GOAL OF THE EXERCISE
Write the lines below out exactly, dropping each picture.
***** SOURCE MATERIAL *****
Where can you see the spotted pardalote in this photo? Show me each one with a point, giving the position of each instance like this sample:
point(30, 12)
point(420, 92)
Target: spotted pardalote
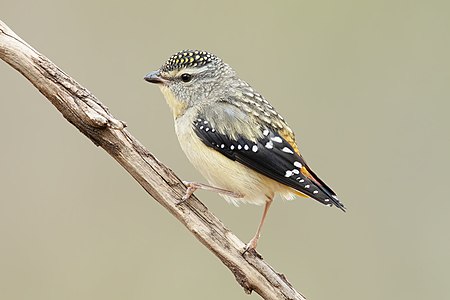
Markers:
point(234, 136)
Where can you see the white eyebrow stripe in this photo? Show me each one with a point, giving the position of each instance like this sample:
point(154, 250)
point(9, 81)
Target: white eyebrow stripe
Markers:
point(189, 70)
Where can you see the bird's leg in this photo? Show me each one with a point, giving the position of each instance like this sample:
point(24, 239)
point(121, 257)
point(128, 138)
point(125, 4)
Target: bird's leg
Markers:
point(254, 241)
point(193, 186)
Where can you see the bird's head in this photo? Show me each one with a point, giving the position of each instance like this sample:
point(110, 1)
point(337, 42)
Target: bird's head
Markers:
point(192, 77)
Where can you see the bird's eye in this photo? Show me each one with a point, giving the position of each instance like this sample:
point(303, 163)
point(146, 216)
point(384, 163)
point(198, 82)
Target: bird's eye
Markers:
point(186, 77)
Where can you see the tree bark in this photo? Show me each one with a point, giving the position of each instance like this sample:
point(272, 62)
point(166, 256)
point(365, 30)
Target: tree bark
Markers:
point(93, 119)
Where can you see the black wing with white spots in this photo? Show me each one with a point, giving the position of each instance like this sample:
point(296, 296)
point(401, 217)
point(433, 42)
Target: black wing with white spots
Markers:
point(271, 156)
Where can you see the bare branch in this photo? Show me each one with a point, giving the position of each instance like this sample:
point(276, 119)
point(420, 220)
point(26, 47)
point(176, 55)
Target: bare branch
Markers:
point(93, 119)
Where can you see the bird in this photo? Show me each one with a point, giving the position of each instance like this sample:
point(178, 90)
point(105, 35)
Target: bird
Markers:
point(233, 136)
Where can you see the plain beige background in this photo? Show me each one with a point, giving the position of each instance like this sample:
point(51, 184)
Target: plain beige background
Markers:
point(365, 85)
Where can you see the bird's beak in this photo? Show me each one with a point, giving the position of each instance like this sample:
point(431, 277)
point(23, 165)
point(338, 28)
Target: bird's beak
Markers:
point(154, 77)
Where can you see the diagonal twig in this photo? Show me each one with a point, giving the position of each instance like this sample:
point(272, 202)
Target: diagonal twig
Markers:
point(81, 108)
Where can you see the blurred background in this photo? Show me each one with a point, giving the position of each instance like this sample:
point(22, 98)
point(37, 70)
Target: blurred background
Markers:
point(365, 85)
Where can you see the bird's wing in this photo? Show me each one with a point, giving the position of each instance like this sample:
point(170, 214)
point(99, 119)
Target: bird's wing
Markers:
point(269, 153)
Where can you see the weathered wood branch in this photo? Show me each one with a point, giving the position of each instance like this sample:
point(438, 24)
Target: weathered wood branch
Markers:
point(92, 118)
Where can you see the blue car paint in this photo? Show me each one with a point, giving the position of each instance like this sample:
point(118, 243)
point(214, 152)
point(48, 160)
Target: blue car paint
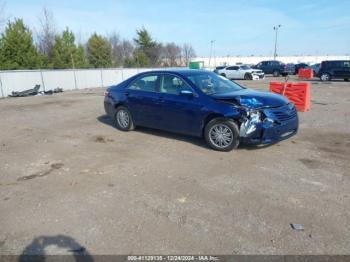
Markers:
point(189, 115)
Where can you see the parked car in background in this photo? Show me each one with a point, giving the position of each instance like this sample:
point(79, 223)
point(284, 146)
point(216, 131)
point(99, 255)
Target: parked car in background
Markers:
point(299, 66)
point(201, 103)
point(336, 69)
point(241, 72)
point(315, 68)
point(276, 68)
point(219, 68)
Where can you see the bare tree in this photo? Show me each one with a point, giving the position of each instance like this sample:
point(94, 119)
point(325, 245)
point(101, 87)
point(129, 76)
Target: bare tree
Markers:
point(47, 32)
point(172, 54)
point(121, 49)
point(187, 53)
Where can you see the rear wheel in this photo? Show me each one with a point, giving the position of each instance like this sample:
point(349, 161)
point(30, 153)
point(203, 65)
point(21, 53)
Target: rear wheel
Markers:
point(325, 77)
point(276, 73)
point(123, 120)
point(222, 135)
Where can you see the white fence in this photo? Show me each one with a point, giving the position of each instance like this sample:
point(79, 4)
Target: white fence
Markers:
point(20, 80)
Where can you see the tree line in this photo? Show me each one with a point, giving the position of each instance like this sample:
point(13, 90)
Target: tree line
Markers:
point(52, 50)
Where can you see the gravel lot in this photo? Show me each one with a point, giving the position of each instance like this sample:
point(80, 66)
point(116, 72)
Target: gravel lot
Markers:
point(67, 175)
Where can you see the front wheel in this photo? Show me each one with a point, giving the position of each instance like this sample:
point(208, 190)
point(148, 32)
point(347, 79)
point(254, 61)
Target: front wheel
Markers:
point(325, 77)
point(123, 120)
point(222, 135)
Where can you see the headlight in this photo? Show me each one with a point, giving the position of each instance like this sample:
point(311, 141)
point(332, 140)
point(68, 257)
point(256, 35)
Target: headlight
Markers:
point(250, 124)
point(250, 102)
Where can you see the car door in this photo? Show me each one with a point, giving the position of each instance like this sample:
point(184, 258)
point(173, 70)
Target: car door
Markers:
point(143, 100)
point(179, 112)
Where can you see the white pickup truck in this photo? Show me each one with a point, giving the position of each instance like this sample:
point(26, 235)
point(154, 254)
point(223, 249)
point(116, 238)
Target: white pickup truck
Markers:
point(241, 72)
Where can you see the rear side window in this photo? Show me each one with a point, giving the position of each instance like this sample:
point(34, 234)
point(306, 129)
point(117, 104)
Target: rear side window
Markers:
point(146, 83)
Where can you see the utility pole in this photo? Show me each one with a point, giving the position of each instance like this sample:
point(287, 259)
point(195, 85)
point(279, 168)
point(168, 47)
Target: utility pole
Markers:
point(276, 35)
point(75, 77)
point(211, 50)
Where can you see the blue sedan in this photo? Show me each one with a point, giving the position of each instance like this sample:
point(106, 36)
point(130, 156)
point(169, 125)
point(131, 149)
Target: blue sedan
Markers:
point(201, 103)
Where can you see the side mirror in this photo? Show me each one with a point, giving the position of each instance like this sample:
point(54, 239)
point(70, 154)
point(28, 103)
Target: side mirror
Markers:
point(186, 92)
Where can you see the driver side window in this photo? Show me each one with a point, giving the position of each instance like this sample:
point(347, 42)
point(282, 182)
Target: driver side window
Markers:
point(171, 84)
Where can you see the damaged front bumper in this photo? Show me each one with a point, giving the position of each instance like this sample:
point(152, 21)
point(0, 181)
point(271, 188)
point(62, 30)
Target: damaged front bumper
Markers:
point(269, 125)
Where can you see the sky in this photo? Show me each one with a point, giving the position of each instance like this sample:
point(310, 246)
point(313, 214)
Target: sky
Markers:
point(313, 27)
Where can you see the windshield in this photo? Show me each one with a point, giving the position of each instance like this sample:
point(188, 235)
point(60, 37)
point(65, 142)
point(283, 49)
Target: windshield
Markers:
point(211, 83)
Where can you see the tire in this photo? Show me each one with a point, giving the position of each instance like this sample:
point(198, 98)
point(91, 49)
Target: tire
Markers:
point(276, 73)
point(248, 76)
point(325, 77)
point(123, 120)
point(229, 138)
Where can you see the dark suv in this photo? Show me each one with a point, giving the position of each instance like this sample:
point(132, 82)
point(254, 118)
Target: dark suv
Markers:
point(334, 69)
point(275, 68)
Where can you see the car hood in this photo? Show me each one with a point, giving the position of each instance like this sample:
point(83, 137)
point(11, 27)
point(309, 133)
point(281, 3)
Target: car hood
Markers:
*****
RESPONSE
Where can you see the spotted pardalote in this photo? Show me each one with a point, giving the position of each instance like this sample:
point(30, 12)
point(420, 92)
Target: spotted pardalote
Markers:
point(234, 136)
Where can you see the white eyebrow stripe in this photo? Show me each one with a point, giving the position of each instance like this sample:
point(154, 250)
point(9, 81)
Target: white eyebrow stripe
Markers:
point(189, 70)
Where can you see the bird's leg in this photo? Show me each one with a point, giving the position of each instance like this sample:
point(24, 239)
point(121, 257)
point(128, 138)
point(125, 4)
Target: bird's leg
Markers:
point(254, 241)
point(193, 186)
Where can you see the bird's head in this photo? Show me each one with a point, giving the position of each instance like this sample:
point(110, 1)
point(337, 42)
Target: bird's head
Markers:
point(192, 77)
Where can you see the bird's eye in this photo? Show me each one with a point, giving the position of each instance like this sample:
point(303, 163)
point(146, 216)
point(384, 163)
point(198, 82)
Target: bird's eye
Markers:
point(186, 77)
Where can you see the tree bark in this photo? Show me each one with a point, giving the position of each instance like this sample:
point(272, 62)
point(166, 256)
point(365, 30)
Target: tree bark
Markers:
point(93, 119)
Where can you see the black wing with white spots in this photo? Show me each one with a point, giving the position of each instance like this sample:
point(296, 296)
point(401, 217)
point(433, 42)
Target: black wing with white spots
Markers:
point(271, 156)
Where can you see the bare branch in this photo? Show me each one with a point, giving the position of each instance like this sample:
point(276, 119)
point(420, 220)
point(26, 47)
point(176, 55)
Target: bare branch
Markers:
point(93, 119)
Where can you see the bird in this photo? Show me each one with a point, giving the position of each instance like this sample:
point(178, 90)
point(105, 35)
Target: bird
Markers:
point(233, 136)
Where can you see the plain beige background in this photo? Show me each one with a point, giving the position of each instance like this sample:
point(51, 184)
Target: plain beige background
Markers:
point(365, 85)
Where can you see the bird's beak in this photo? Show me each one with a point, giving the position of each instance like this sample:
point(431, 277)
point(23, 165)
point(338, 28)
Target: bird's beak
Markers:
point(154, 77)
Where can you see the diagonal twig in this photo? Show me each one with a point, giving the position of each instance like this sample:
point(272, 202)
Target: diagonal twig
Markers:
point(81, 108)
Where can you see the blurred background in this photo? Show me each one with a point, giving the position of each instance like this sample:
point(22, 98)
point(37, 70)
Target: blurred background
Markers:
point(365, 85)
Where can you see the bird's wing in this photo? Show me each one with a point, giving the position of each instance like this sample:
point(170, 214)
point(99, 119)
Target: bird's wing
Markers:
point(269, 153)
Where can you see the weathered wood branch in this photo? Show me each one with a point, giving the position of each instance like this sample:
point(438, 24)
Target: weathered wood branch
Markers:
point(92, 118)
Where can you see the blue car paint in this photo? Show me each one with a point, giving the position of each instance like this sample:
point(118, 243)
point(214, 152)
point(48, 160)
Target: blue car paint
Markers:
point(189, 115)
Where can you see the parked car in background in this photo? Show me each one with a point, giving the position of each instance like this sample:
point(79, 223)
point(284, 146)
point(216, 131)
point(99, 255)
Target: parked car in background
Markers:
point(299, 66)
point(201, 103)
point(336, 69)
point(241, 72)
point(315, 68)
point(276, 68)
point(219, 68)
Where can you see the bare tree in this photo? Show me each one with a point, giving the position of each instance like this sample:
point(94, 119)
point(325, 245)
point(101, 87)
point(129, 76)
Target: bare tree
Markers:
point(47, 32)
point(172, 54)
point(121, 49)
point(187, 53)
Where can you see the rear wheel in this photo? Show me each one with a point, giving the position of each instance like this sample:
point(349, 161)
point(30, 153)
point(203, 65)
point(21, 53)
Target: rear wheel
Markers:
point(325, 77)
point(276, 73)
point(123, 120)
point(222, 135)
Where can you see the white fence in this photo? Show me each one with a point, giving the position of each instance like this sample:
point(79, 4)
Target: white fence
Markers:
point(20, 80)
Where can you see the tree line in this photo? Show me each one with a point, giving the position of each instance like this sample:
point(13, 90)
Target: tree line
Markers:
point(52, 50)
Where can you see the gravel lot in this photo? Show me each one with a point, giving the position of each instance like this sample:
point(80, 66)
point(116, 72)
Target: gravel lot
Markers:
point(67, 175)
Where can you see the front wheel in this photo? Show me each one with a point, giving the position of each instance like this sample:
point(208, 190)
point(148, 32)
point(347, 79)
point(254, 61)
Target: front wheel
Markers:
point(325, 77)
point(123, 120)
point(222, 135)
Where can you see the headlight in this photo? Show me each one with a point, giving the position of each instance like this sample:
point(311, 141)
point(332, 140)
point(68, 257)
point(256, 35)
Target: headlight
Markers:
point(250, 124)
point(250, 102)
Where can you see the car door in this photo? Show me each one with a point, giving the position of each instance like this sample:
point(184, 258)
point(173, 70)
Target: car door
Markers:
point(143, 100)
point(179, 112)
Where can you see the white pickup truck in this photo? Show me each one with a point, giving the position of each instance like this sample:
point(26, 235)
point(154, 254)
point(223, 249)
point(116, 238)
Target: white pickup truck
Markers:
point(241, 72)
Where can you see the rear side window in this photo? Show me each one with a point, giving the position of each instance like this sample:
point(34, 234)
point(306, 129)
point(117, 104)
Target: rear side window
Markers:
point(146, 83)
Where can you see the utility pole in this photo? Show me each one with a point, giving the position of each instance like this sample:
point(287, 259)
point(195, 85)
point(279, 168)
point(168, 47)
Target: utility pole
Markers:
point(276, 35)
point(75, 77)
point(211, 50)
Where can you see the blue sedan in this photo? Show me each one with a point, giving the position of each instance like this sample:
point(106, 36)
point(130, 156)
point(169, 125)
point(131, 149)
Target: blue sedan
Markers:
point(201, 103)
Where can you see the side mirror in this photo? Show me each one with a point, giving the position of each instance like this sample:
point(54, 239)
point(70, 154)
point(28, 103)
Target: side mirror
Markers:
point(186, 92)
Where can you see the driver side window in this photo? Show me each one with a point, giving the position of each instance like this sample:
point(347, 42)
point(282, 182)
Target: driver side window
Markers:
point(171, 84)
Where can you see the damaged front bumper in this photo? Show me each one with a point, giving the position of each instance like this sample:
point(152, 21)
point(0, 181)
point(271, 188)
point(62, 30)
Target: damaged front bumper
Markers:
point(269, 125)
Where can you see the sky in this photo? Show me each one with a point, giving the position of each instance like this sample:
point(310, 246)
point(313, 214)
Target: sky
Markers:
point(313, 27)
Where can you see the windshield in this photo? Show me each one with a point, giving the position of each instance like this sample:
point(188, 235)
point(60, 37)
point(65, 142)
point(283, 49)
Target: windshield
Markers:
point(211, 83)
Where can you see the tire in this photo? Show me each one with a point, giving the position of each instance like this sample:
point(198, 98)
point(91, 49)
Target: tire
Markers:
point(276, 73)
point(248, 76)
point(325, 77)
point(123, 120)
point(229, 138)
Where can you see the dark suv in this photo? Show me each one with a point, giving the position of each instance like this sample:
point(132, 82)
point(254, 118)
Target: dark suv
Markers:
point(334, 69)
point(275, 68)
Where can you see the car hood in this photo? Show me each one with a point, giving the position of each instance like this sample:
point(83, 137)
point(11, 27)
point(309, 133)
point(281, 3)
Target: car hood
Markers:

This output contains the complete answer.